> TASKS TO PERFORM
(1) According to the cutter forum thread, what size Pcut does pixelwhisperer own?
(2) Summarize the cutter forum thread in two sentences.

> DOCUMENT EXCERPT
────────────────────────────────────────

I value you guys/girls opinions! You are the experts. I just try to use any logic that applies to me. I am sure most of you use thousand dollar Rolands or Graphtecs and could never see yourself using anything else. I just have a lust for plotting and want to expand my options for my freelancing and hobbies (I screen print/design on the side and started a clothing line), I still have a 9-5 as a flexographic printing art director. So I am not quitting to start up for myself...Just looking to get my feet wet!!!

I am very indecisive, I pretty much was going to go with a US Cutter (on a gut feeling), but want to see if there are any variables that I as a noob didn't know of. It is a tough choice, but I think I'll go with my gut feeling. The Flexi point almost changed my mind (again), but being that it's a bootleg, ehh...But please let me know if there are any other variables I am missing! Thanks!


----------



## charles95405 (Feb 1, 2007)

I was in favor of the graphtec until you posted the software was bootleg....that means no support and in the real world that is almost like helping someone rip off someone else... so having said that, I would not touch the Graphtec with a ten foot pole!

so in this case the US cutter would be m choice between the two deals


----------



## pixelwhisperer (Jul 23, 2008)

I Say go with the newer machine. As far as the size, If you have the space I would go with the bigger unit. The price difference is usually not much and if you ever do like a 3 x 6 banner with text and a large graphic on one end or the other, you won't have to split the large graphic in half to cut it. I have a 36" pcut and I have never had any problems with it. Mine came with flexi-starter and a dongle included in the price. I have never needed to upgrade to the full program. If I need some of the features not included in the flexi-starter I just do it in corel than save file as a plt. and cut out of flexi. I have used the full flexi, signlab, and Gerbers Omega software programs. Unless you are doing some complex signs you will never need those added features. I say go with the newer technology. It makes no sense to speed up the time you will have to replace obsolete equipment. In some cases older plotters only have serial ports so might have to get a usb to serial cable and a driver.


----------



## BRC (Mar 27, 2007)

Running Flexi 7.X on XP is no problem so I don't understand why the Graphtec wouldn't run from it, Flexi should have the drivers needed to run the cutter. If you are running Vista 7.X probably will not work without an upgrade which you can't get without a legit ID#. The age of the unit wouldn't worry me because they were known to be solid units and they are like the Energizer Bunny, they just keep on going and going. The problem here is the bootleg copy part. If the price was right for the machine alone you could get other software.


----------



## nascarbob (Mar 29, 2008)

Go with your gut now. That bootleg program works, but is basically worthless money wise. Without the program, the older package is overpriced. 

Buy the newer cutter, get the biggest and best one you can afford. Do not overbuy vinyl and other supplies. 

What part of PA are you from? Depending on what part, I have some good suppliers. I can try to help. Let me know.


----------



## Fbomb (Jul 29, 2007)

Terry, the price is going to be around a Pcut or a Laserpoint-if I get lucky with a bid...$300 range...The Graph has no stand and I'd need blades and I'd have to dig out the fossil of a PC I have with 2K on it and get it up and running (I was told by the seller 2K or lower is all that will work).

Bob, I'm in southeastern PA...PM me about your supplier (or I'll PM you). And what do you mean by don't overbuy supplies???


----------



## BRC (Mar 27, 2007)

────────────────────────────────────────

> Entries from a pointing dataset
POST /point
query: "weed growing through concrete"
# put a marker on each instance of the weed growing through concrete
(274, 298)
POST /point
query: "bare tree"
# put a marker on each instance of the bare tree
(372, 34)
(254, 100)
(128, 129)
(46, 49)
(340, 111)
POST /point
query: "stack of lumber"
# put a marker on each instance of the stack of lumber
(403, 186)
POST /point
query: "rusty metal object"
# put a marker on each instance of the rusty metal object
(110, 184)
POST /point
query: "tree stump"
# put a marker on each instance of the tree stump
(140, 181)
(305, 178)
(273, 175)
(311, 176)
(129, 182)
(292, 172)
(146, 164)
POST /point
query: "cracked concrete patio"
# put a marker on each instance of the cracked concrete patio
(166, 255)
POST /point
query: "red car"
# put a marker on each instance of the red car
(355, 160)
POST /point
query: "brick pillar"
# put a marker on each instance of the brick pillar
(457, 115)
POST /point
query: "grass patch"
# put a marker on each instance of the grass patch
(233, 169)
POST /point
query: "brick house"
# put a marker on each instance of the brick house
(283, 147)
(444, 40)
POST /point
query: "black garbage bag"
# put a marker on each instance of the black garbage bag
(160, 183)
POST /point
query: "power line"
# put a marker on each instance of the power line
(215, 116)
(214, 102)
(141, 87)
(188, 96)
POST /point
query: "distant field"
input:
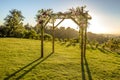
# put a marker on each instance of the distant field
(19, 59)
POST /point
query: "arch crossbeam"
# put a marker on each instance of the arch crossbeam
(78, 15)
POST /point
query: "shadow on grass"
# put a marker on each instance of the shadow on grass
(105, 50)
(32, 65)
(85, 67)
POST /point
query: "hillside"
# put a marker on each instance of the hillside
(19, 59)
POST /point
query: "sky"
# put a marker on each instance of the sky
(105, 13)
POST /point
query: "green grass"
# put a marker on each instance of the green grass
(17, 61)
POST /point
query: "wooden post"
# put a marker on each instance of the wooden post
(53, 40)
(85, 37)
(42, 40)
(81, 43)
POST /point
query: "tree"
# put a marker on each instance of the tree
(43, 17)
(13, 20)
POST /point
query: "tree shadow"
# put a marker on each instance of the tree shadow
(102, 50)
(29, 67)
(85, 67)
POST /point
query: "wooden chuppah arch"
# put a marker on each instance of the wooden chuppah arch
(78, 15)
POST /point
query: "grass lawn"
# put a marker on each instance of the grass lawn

────────────────────────────────────────

> ANSWERS TO THE EXERCISES
(1) A 36" Pcut.

(2) The original poster, a flexographic printing art director who wants a cutter for freelancing and hobbies, is leaning toward a US Cutter on a gut feeling over an older Graphtec that comes with a bootleg copy of Flexi. Most replies favor the newer US Cutter, pointing out that bootleg software means no support, and they advise buying the biggest cutter the poster can afford without overbuying supplies.